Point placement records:
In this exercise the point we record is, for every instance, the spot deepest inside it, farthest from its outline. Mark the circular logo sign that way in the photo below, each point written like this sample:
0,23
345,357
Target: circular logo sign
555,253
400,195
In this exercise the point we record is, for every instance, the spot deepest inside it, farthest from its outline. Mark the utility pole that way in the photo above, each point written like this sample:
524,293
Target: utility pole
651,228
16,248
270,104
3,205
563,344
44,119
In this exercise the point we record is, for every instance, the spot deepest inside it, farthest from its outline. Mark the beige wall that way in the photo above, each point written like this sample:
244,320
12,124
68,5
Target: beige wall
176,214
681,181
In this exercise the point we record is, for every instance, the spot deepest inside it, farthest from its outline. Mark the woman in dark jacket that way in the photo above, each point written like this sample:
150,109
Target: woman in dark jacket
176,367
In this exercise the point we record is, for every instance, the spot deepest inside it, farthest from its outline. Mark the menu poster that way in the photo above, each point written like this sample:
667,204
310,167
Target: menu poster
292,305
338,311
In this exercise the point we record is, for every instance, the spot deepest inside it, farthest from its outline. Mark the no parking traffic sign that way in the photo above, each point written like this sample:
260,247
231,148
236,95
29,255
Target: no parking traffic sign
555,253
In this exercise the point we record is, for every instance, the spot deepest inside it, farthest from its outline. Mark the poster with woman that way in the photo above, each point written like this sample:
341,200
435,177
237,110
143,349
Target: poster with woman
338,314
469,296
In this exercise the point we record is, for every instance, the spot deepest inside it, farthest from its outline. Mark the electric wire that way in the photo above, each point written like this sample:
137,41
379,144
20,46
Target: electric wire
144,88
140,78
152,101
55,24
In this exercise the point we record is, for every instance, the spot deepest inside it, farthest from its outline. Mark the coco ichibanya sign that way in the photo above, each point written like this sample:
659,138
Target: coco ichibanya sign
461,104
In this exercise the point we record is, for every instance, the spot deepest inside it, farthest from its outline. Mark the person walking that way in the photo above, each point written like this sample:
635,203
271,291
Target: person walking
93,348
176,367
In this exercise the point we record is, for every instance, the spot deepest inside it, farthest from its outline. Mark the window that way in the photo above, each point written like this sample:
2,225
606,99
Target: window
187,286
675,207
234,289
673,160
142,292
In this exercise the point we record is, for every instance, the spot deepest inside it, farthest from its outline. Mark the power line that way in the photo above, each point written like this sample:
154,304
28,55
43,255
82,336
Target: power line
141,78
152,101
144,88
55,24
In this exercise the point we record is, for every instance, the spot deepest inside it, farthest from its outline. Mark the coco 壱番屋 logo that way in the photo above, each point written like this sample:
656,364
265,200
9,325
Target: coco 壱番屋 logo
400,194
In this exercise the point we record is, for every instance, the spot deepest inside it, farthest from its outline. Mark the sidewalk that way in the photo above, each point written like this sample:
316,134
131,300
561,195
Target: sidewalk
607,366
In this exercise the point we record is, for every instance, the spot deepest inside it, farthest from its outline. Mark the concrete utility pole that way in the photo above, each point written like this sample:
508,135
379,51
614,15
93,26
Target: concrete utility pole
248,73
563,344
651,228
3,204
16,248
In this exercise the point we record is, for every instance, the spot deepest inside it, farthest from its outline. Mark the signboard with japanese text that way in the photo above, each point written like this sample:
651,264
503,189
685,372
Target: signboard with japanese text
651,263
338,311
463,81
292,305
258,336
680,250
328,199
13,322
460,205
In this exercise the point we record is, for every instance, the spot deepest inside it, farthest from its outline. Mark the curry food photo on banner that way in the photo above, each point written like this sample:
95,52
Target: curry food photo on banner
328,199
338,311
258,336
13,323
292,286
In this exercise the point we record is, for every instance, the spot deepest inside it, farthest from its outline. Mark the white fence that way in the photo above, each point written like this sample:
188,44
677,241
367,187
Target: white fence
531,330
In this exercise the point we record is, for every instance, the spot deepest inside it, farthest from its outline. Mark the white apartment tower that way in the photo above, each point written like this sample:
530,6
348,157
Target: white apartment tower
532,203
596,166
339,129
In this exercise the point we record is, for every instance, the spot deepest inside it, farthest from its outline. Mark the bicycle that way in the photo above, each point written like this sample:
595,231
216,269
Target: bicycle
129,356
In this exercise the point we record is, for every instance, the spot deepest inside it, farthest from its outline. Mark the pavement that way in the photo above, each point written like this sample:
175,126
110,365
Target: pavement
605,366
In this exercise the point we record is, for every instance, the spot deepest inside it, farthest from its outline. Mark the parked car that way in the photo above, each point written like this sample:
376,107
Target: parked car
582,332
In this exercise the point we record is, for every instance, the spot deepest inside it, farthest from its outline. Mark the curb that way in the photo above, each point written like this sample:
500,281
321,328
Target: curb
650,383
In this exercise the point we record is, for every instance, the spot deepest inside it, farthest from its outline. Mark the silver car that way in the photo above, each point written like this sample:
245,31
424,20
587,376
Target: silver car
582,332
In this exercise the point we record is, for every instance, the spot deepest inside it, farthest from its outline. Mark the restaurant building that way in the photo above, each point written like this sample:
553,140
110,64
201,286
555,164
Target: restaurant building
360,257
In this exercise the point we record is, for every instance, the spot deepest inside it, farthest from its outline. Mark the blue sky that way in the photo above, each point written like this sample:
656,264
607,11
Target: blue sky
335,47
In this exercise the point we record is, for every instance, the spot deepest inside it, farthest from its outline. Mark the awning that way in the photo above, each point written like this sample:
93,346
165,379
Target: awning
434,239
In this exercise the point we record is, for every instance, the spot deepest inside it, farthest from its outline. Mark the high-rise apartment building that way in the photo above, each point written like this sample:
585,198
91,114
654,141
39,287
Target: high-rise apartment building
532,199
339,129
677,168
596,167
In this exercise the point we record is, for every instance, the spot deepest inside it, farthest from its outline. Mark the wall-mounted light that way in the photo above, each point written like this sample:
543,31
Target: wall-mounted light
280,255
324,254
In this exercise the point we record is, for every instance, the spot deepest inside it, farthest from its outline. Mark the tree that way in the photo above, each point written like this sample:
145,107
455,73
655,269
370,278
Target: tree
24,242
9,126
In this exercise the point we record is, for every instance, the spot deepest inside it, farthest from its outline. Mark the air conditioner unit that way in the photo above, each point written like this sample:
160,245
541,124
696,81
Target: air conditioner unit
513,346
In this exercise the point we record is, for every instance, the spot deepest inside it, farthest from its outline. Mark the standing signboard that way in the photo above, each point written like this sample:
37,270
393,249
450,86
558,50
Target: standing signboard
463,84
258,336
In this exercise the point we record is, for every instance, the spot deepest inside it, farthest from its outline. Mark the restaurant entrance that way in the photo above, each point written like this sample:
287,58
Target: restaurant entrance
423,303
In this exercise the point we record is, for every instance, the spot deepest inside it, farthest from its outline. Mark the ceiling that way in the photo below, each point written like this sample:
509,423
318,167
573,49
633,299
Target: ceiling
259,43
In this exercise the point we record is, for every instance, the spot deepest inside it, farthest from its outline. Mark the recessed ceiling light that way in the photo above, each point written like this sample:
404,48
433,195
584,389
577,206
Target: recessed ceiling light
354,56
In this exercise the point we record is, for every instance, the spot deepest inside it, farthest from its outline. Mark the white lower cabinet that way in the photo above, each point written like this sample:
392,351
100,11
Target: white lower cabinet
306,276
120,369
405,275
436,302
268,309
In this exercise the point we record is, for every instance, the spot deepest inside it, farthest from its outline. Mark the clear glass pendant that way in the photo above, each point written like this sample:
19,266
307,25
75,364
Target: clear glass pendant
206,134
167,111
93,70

GIVEN EXERCISE =>
Exactly reproduce every line found in the records.

FULL OUTPUT =>
In this exercise the point we record is, for every instance, the spot deepest inside it, farthest from its outline. Mark the circular logo sign that way in the photo below, each point written like this sample:
0,23
345,357
Target: circular logo sign
555,253
400,195
In this exercise the point we record is, for every instance, the spot deepest inside it, farthest from its outline. Mark the utility pole that way in the photo above, each point written like this sample:
524,293
Target: utility pole
651,228
16,248
270,104
3,205
563,344
44,119
In this exercise the point we record is, for every instance, the spot deepest inside it, farthest from its outline. Mark the beige wall that way in the photo above, each point written like this sample:
244,320
12,124
68,5
Target: beige wall
176,214
681,181
In this exercise the point we record is, for every instance, the spot deepest inside it, farthest from its outline. Mark the woman in dark jacket that way in the photo above, each point written like this sample:
150,109
Target: woman in dark jacket
176,367
In this exercise the point we record is, for every instance, the spot deepest inside it, farthest from its outline. Mark the menu poster that way in the photo above, each point written like this sample:
667,204
310,167
Target: menu poster
292,305
338,311
In this exercise the point we record is, for every instance, the spot deepest inside it, farthest from its outline. Mark the no parking traffic sign that way in the photo above, each point written like this sample:
260,247
231,148
236,95
29,255
Target: no parking traffic sign
555,253
In this exercise the point we record is, for every instance, the spot deepest inside it, farthest from its outline. Mark the poster with woman that way in the photo above, each point written like this sample:
341,200
435,177
237,110
143,349
Target: poster with woman
338,314
469,296
In this exercise the point we record is, for every instance, the spot deepest inside it, farthest from its outline. Mark the electric wire that way in the photo above, each point written like this sample:
137,41
379,144
20,46
Target: electric wire
144,88
140,78
152,101
55,24
In this exercise the point we record is, for every instance, the spot deepest inside it, farthest from its outline. Mark the coco ichibanya sign that way in the photo above, each point written like this sample:
659,138
Target: coco ichibanya sign
461,104
In this exercise the point we record is, for every instance, the spot deepest inside it, farthest from its outline. Mark the person walking that way in the photo above, each point written like this sample:
635,203
271,291
Target: person walking
93,348
176,367
In this exercise the point we record is, for every instance, the spot deepest inside it, farthest from its outline. Mark the window that way in the photo above, each point written like this sample:
2,225
606,99
Target: window
187,286
675,207
234,289
673,160
142,292
In this exercise the point we record is, for every instance, the spot deepest inside it, farthest from its outline. Mark the power line that way in the photo above, each point written like this sample:
154,304
28,55
43,255
82,336
Target: power line
141,78
152,101
144,88
55,24
In this exercise the point we record is, for every instance, the spot deepest inside it, farthest from its outline. Mark the coco 壱番屋 logo that way in the photo above, each point written like this sample:
656,364
265,200
9,325
Target: coco 壱番屋 logo
400,194
In this exercise the point we record is, for every instance, the spot deepest inside it, farthest from its outline. Mark the sidewalk that way in the photo above, each point written like this sample:
316,134
131,300
561,195
Target: sidewalk
607,366
In this exercise the point we record is, for every instance, the spot deepest inside it, farthest from its outline. Mark the concrete utility pole that way in the photo above, each point written like this sample:
508,135
379,51
614,15
93,26
Target: concrete utility pole
248,73
563,344
651,228
3,204
16,248
In this exercise the point we record is, for every instance, the spot deepest inside it, farthest from its outline. Mark the signboard with japanese text that way in the photo above, each point written like this sample:
651,264
503,189
685,372
Target: signboard with japanese text
651,263
338,311
463,81
292,305
258,336
680,250
328,199
13,322
460,205
In this exercise the point we record is, for every instance, the spot deepest inside it, farthest from its outline. Mark the curry food photo on banner that way in the photo above, each point written like this sample:
95,52
Target: curry food photo on banner
328,199
338,311
258,336
13,323
292,286
In this exercise the point we record is, for every instance, the spot deepest inside it, farthest from its outline. Mark the white fence that way in the photo above, each point written like this sample:
188,44
677,241
367,187
Target: white fence
531,330
In this exercise the point we record is, for every instance, the spot deepest inside it, farthest from its outline. Mark the white apartment tower that way in the photo above, each point written like this sample:
530,6
348,157
Target: white apartment tower
532,203
596,166
339,129
In this exercise the point we record is, for every instance, the spot deepest inside it, farthest from its outline. Mark the bicycle that way in the photo above, each point written like this sample:
595,231
216,269
Target: bicycle
129,356
In this exercise the point we record is, for every instance, the spot deepest inside it, farthest from its outline. Mark the pavement that way in the photo above, each point written like this sample:
175,126
110,365
Target: pavement
605,366
In this exercise the point we record is, for every instance, the spot deepest inside it, farthest from its outline. Mark the parked car that way in the photo above, each point written like this sample:
376,107
Target: parked car
582,332
In this exercise the point we record is, for every instance, the spot deepest inside it, farthest from its outline. Mark the curb that way in the photo above, each point written like this sample:
500,281
321,328
Target: curb
650,383
In this exercise the point we record is, for every instance, the spot deepest inside it, farthest from its outline. Mark the silver car that way in the photo above, each point written like this sample:
245,31
424,20
587,376
Target: silver car
582,332
In this exercise the point we record is, for every instance, the spot deepest inside it, farthest from its outline. Mark the restaurant building that way in the photo above, each point written like this sample:
553,140
110,64
201,286
555,164
Target: restaurant building
360,257
In this exercise the point we record is, for every instance, the spot deepest inside it, farthest from its outline. Mark the blue sky that way in the photo above, each point written like this sample:
656,264
607,11
Target: blue sky
335,47
In this exercise the point we record is, for every instance, the spot deepest inside it, farthest from its outline. Mark the awning that way in the photo above, each point written like this sample:
93,346
165,379
Target: awning
434,239
In this exercise the point we record is, for every instance, the spot deepest inside it, farthest from its outline. Mark the high-rise apartment building that way in the photo above, each point written like this sample:
585,198
91,114
654,141
39,287
Target: high-rise apartment building
532,199
339,129
677,168
596,167
In this exercise the point we record is, for every instance, the spot deepest inside it, farthest from its outline. Mark the wall-mounted light that way in the photo above, each point written like this sample:
543,31
Target: wall-mounted light
280,255
324,254
In this exercise the point we record is, for every instance, the spot deepest inside it, farthest from its outline. Mark the tree that way in the photo above, each point written like this sample:
145,107
455,73
655,269
370,278
Target: tree
24,242
9,126
In this exercise the point we record is, for every instance, the spot deepest inside it, farthest from its outline. Mark the air conditioner unit that way in the photo above, each point written like this sample:
160,245
541,124
696,81
Target: air conditioner unit
513,346
In this exercise the point we record is, for every instance, the spot deepest inside it, farthest from its outline. Mark the standing signboard that way in the photo above, each point written like this sample:
37,270
393,249
450,86
558,50
Target: standing signboard
463,84
258,336
In this exercise the point we record is, for every instance, the spot deepest inside it, farthest from its outline. Mark the restaurant entrance that way in the photo above, each point written like this sample:
287,58
Target: restaurant entrance
423,303
In this exercise the point we record is, for every instance, the spot deepest inside it, farthest from its outline. Mark the ceiling that way in the photo below, each point written like this sample:
509,423
318,167
573,49
633,299
Target: ceiling
259,43
In this exercise the point we record is, for every instance, the spot deepest inside it, farthest from its outline. Mark the recessed ceiling light that way in the photo above, each point written like this sample:
404,48
433,195
584,389
577,206
Target: recessed ceiling light
354,56
In this exercise the point we record is, for every instance, the spot deepest inside it, farthest from its outline. Mark the white lower cabinet that way in the photo above, each point written like this sample:
392,351
100,11
Target: white lower cabinet
306,276
120,369
405,275
436,302
268,309
In this exercise the point we record is, for every instance, the spot deepest inside it, farthest from its outline. Mark the clear glass pendant that way in the photo above, each point written like this sample:
19,266
307,25
75,364
Target: clear glass pendant
206,134
167,111
93,70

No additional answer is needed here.